Exercise aim →
List each line of the data that holds the word "flagpole".

Saved data entries →
--------------------
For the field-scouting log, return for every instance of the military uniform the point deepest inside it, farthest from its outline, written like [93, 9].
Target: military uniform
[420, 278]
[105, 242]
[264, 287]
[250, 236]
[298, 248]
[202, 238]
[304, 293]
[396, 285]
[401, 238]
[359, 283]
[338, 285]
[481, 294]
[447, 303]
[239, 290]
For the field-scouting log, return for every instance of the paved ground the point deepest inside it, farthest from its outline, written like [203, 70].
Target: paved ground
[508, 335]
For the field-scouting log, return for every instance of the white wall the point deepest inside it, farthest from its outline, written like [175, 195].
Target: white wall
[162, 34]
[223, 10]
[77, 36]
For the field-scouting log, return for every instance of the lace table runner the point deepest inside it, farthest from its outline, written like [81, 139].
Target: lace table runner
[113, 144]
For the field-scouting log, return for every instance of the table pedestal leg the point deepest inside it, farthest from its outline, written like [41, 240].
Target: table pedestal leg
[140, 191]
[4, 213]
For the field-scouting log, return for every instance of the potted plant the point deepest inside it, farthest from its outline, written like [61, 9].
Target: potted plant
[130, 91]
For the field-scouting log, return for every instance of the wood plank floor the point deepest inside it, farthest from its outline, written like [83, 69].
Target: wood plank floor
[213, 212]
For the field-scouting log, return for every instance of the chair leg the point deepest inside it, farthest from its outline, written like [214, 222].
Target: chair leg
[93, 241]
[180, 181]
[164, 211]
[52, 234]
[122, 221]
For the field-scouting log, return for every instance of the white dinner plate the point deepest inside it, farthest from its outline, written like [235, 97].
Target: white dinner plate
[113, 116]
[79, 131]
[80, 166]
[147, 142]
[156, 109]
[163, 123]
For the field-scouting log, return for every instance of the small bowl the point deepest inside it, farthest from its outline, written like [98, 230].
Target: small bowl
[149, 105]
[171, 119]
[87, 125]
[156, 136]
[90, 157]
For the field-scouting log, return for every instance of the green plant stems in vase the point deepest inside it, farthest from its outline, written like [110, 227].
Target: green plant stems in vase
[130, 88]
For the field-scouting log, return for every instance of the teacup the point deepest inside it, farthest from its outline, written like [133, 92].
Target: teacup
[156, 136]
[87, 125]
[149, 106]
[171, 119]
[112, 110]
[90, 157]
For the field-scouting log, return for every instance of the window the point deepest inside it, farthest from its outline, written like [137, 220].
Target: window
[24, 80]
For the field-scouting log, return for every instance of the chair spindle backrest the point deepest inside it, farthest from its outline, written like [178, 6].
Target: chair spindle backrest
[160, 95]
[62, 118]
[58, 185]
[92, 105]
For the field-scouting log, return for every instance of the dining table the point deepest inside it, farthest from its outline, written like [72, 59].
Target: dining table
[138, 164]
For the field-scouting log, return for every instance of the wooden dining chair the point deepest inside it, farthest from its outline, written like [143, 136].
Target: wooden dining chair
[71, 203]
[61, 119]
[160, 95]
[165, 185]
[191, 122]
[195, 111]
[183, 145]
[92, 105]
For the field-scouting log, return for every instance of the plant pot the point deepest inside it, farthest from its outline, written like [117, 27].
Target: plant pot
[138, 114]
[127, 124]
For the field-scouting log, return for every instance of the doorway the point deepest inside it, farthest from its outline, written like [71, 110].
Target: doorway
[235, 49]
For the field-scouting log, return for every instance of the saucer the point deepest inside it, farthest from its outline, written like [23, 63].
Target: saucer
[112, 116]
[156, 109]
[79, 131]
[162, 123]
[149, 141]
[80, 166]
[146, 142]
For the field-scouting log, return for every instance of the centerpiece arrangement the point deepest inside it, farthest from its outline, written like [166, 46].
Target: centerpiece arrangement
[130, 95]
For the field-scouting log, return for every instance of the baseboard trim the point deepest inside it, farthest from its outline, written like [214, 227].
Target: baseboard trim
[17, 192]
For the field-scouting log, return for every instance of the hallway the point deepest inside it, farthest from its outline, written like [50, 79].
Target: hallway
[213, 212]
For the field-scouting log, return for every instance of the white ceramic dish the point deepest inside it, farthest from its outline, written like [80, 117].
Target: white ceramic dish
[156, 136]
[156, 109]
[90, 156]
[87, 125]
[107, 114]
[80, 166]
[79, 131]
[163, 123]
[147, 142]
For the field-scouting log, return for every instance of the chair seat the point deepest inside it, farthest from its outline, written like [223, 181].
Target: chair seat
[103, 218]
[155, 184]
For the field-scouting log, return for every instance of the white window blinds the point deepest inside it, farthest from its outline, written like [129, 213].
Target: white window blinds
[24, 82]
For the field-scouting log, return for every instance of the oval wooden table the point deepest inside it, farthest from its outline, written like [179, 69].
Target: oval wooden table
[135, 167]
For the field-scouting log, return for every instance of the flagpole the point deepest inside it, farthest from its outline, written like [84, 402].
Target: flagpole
--------------------
Expected answer →
For the field-scouting log, return for every instance of the flagpole the point deepest inside it, farthest from its outline, written like [84, 402].
Target: flagpole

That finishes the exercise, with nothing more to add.